What you need to do
In the passage about the wolves of Yellowstone, why did the writer feel it was even more important for people to see the video? Answer in one to three sentences.

Passage
————————

The Big (Not So) Bad Wolf of Yellowstone
I came across this striking video of a talk by Guardian environmental writer George Monbiot. The argument for wolves in our public parks is quite simple. It’s makes them better, healthier and easier to maintain.
Last week, every wolf in the Lost Creek pack was killed by the Alaska Department of Fish and Game. After learning that the 11 shot included two that were part of an ongoing government research project, I felt that it was even more important for people to see this.
I know that the State of Alaska is trying to start a war on “federal overreach,” but wolves should not be part of the collateral damage.
Here’s the statement on the killings from the National Park Service:
“National Park Service (NPS) wildlife biologists lost the ability to research radio-collared wolves from the Lost Creek pack, which has historically used Yukon-Charley Rivers National Preserve. The Alaska Department of Fish and Game (ADF&G) eliminated all 11 members of the pack outside of the preserve last week as part of ADF&G’s ongoing aerial predator control program in the upper Yukon and Fortymile Rivers region.
The pack had been monitored by NPS researchers over the past seven years as part of a decades-long ecological study, and provided detailed information about the condition of Interior Alaska’s wolves, how they disperse, and the numbers of wolves utilizing the preserve to den and raise pups. Removal of the Lost Creek pack follows similar losses from ADF&G predator control efforts last spring which killed 36 wolves in the area, reducing the population using the preserve by more than half.
Yukon-Charley Rivers National Preserve was created in 1980 by the Alaska Lands Act to maintain the environmental integrity of the Charley River basin in its undeveloped natural condition for public benefit and scientific study, and to protect populations of fish and wildlife, including wolves. As top predators, wolves have an important role in the natural functioning of ecosystems by regulating prey species.
From George Monbiot’s TED Talk. Wolves were once native to the US’ Yellowstone National Park — until hunting wiped them out. But when, in 1995, the wolves began to come back (thanks to an aggressive management program), something interesting happened: the rest of the park began to find a new, more healthful balance. In a bold thought experiment, George Monbiot imagines a wilder world in which humans work to restore the complex, lost natural food chains that once surrounded us.

————————

Record set
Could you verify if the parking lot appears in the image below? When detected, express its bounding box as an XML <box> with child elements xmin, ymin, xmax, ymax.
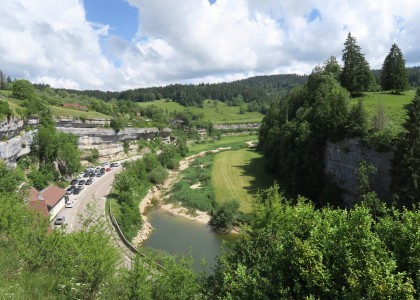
<box><xmin>52</xmin><ymin>164</ymin><xmax>122</xmax><ymax>232</ymax></box>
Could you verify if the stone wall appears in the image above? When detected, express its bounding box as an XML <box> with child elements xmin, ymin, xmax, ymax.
<box><xmin>324</xmin><ymin>139</ymin><xmax>393</xmax><ymax>206</ymax></box>
<box><xmin>57</xmin><ymin>127</ymin><xmax>171</xmax><ymax>161</ymax></box>
<box><xmin>0</xmin><ymin>130</ymin><xmax>36</xmax><ymax>167</ymax></box>
<box><xmin>55</xmin><ymin>117</ymin><xmax>110</xmax><ymax>128</ymax></box>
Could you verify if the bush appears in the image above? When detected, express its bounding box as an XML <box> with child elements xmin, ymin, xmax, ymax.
<box><xmin>149</xmin><ymin>166</ymin><xmax>168</xmax><ymax>184</ymax></box>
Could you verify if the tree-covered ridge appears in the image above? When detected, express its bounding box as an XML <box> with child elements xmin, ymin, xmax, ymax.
<box><xmin>46</xmin><ymin>74</ymin><xmax>307</xmax><ymax>107</ymax></box>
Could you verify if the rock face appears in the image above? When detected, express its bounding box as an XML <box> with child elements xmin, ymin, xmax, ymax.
<box><xmin>55</xmin><ymin>117</ymin><xmax>110</xmax><ymax>128</ymax></box>
<box><xmin>0</xmin><ymin>130</ymin><xmax>36</xmax><ymax>167</ymax></box>
<box><xmin>0</xmin><ymin>118</ymin><xmax>172</xmax><ymax>166</ymax></box>
<box><xmin>57</xmin><ymin>127</ymin><xmax>171</xmax><ymax>161</ymax></box>
<box><xmin>324</xmin><ymin>139</ymin><xmax>393</xmax><ymax>206</ymax></box>
<box><xmin>0</xmin><ymin>118</ymin><xmax>26</xmax><ymax>140</ymax></box>
<box><xmin>213</xmin><ymin>123</ymin><xmax>261</xmax><ymax>131</ymax></box>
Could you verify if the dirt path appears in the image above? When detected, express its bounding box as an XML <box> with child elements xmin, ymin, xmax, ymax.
<box><xmin>133</xmin><ymin>147</ymin><xmax>231</xmax><ymax>247</ymax></box>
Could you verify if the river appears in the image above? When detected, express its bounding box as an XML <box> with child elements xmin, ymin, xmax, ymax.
<box><xmin>143</xmin><ymin>207</ymin><xmax>236</xmax><ymax>273</ymax></box>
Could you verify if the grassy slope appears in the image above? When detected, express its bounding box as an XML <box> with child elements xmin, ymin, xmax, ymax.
<box><xmin>352</xmin><ymin>90</ymin><xmax>415</xmax><ymax>131</ymax></box>
<box><xmin>212</xmin><ymin>149</ymin><xmax>274</xmax><ymax>212</ymax></box>
<box><xmin>188</xmin><ymin>134</ymin><xmax>258</xmax><ymax>155</ymax></box>
<box><xmin>138</xmin><ymin>100</ymin><xmax>263</xmax><ymax>124</ymax></box>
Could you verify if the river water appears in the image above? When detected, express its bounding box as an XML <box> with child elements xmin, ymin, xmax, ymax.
<box><xmin>143</xmin><ymin>208</ymin><xmax>236</xmax><ymax>273</ymax></box>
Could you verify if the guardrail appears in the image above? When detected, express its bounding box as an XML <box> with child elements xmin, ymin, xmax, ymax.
<box><xmin>108</xmin><ymin>198</ymin><xmax>165</xmax><ymax>270</ymax></box>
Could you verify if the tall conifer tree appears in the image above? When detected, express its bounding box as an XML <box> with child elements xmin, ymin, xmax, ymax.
<box><xmin>381</xmin><ymin>44</ymin><xmax>408</xmax><ymax>94</ymax></box>
<box><xmin>341</xmin><ymin>33</ymin><xmax>373</xmax><ymax>94</ymax></box>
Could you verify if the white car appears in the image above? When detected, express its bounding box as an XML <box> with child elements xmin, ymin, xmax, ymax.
<box><xmin>66</xmin><ymin>201</ymin><xmax>74</xmax><ymax>208</ymax></box>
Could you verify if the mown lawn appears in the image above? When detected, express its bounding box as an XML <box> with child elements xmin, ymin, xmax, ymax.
<box><xmin>188</xmin><ymin>134</ymin><xmax>258</xmax><ymax>155</ymax></box>
<box><xmin>352</xmin><ymin>90</ymin><xmax>415</xmax><ymax>131</ymax></box>
<box><xmin>138</xmin><ymin>99</ymin><xmax>263</xmax><ymax>124</ymax></box>
<box><xmin>212</xmin><ymin>148</ymin><xmax>274</xmax><ymax>212</ymax></box>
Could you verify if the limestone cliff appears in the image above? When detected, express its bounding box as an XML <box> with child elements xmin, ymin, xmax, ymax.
<box><xmin>324</xmin><ymin>139</ymin><xmax>393</xmax><ymax>206</ymax></box>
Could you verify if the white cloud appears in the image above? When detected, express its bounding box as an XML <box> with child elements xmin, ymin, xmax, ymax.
<box><xmin>0</xmin><ymin>0</ymin><xmax>420</xmax><ymax>90</ymax></box>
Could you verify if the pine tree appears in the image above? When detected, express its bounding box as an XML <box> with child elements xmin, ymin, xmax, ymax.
<box><xmin>0</xmin><ymin>70</ymin><xmax>6</xmax><ymax>90</ymax></box>
<box><xmin>392</xmin><ymin>88</ymin><xmax>420</xmax><ymax>207</ymax></box>
<box><xmin>381</xmin><ymin>44</ymin><xmax>408</xmax><ymax>94</ymax></box>
<box><xmin>341</xmin><ymin>33</ymin><xmax>373</xmax><ymax>94</ymax></box>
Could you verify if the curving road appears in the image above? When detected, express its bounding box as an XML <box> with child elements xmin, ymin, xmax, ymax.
<box><xmin>53</xmin><ymin>166</ymin><xmax>122</xmax><ymax>232</ymax></box>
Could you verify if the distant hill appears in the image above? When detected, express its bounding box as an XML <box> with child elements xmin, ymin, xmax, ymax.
<box><xmin>51</xmin><ymin>74</ymin><xmax>307</xmax><ymax>107</ymax></box>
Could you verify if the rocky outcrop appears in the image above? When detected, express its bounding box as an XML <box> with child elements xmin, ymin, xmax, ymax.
<box><xmin>213</xmin><ymin>123</ymin><xmax>261</xmax><ymax>131</ymax></box>
<box><xmin>55</xmin><ymin>117</ymin><xmax>110</xmax><ymax>128</ymax></box>
<box><xmin>57</xmin><ymin>127</ymin><xmax>172</xmax><ymax>161</ymax></box>
<box><xmin>324</xmin><ymin>139</ymin><xmax>393</xmax><ymax>206</ymax></box>
<box><xmin>0</xmin><ymin>130</ymin><xmax>36</xmax><ymax>167</ymax></box>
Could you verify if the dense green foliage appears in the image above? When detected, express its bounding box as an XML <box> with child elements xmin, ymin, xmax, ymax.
<box><xmin>13</xmin><ymin>79</ymin><xmax>35</xmax><ymax>100</ymax></box>
<box><xmin>169</xmin><ymin>155</ymin><xmax>215</xmax><ymax>212</ymax></box>
<box><xmin>208</xmin><ymin>187</ymin><xmax>420</xmax><ymax>299</ymax></box>
<box><xmin>341</xmin><ymin>33</ymin><xmax>374</xmax><ymax>94</ymax></box>
<box><xmin>209</xmin><ymin>200</ymin><xmax>240</xmax><ymax>232</ymax></box>
<box><xmin>392</xmin><ymin>89</ymin><xmax>420</xmax><ymax>207</ymax></box>
<box><xmin>259</xmin><ymin>64</ymin><xmax>352</xmax><ymax>201</ymax></box>
<box><xmin>381</xmin><ymin>44</ymin><xmax>408</xmax><ymax>94</ymax></box>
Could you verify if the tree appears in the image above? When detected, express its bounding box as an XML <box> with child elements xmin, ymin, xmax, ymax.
<box><xmin>341</xmin><ymin>32</ymin><xmax>373</xmax><ymax>94</ymax></box>
<box><xmin>381</xmin><ymin>44</ymin><xmax>408</xmax><ymax>94</ymax></box>
<box><xmin>0</xmin><ymin>70</ymin><xmax>6</xmax><ymax>90</ymax></box>
<box><xmin>207</xmin><ymin>186</ymin><xmax>419</xmax><ymax>299</ymax></box>
<box><xmin>13</xmin><ymin>79</ymin><xmax>35</xmax><ymax>100</ymax></box>
<box><xmin>392</xmin><ymin>88</ymin><xmax>420</xmax><ymax>208</ymax></box>
<box><xmin>210</xmin><ymin>200</ymin><xmax>240</xmax><ymax>232</ymax></box>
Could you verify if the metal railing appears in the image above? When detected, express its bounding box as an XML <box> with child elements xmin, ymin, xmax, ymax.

————————

Solution to this problem
The writer learned that the 11 Lost Creek wolves killed by the Alaska Department of Fish and Game included two that were part of an ongoing government research project.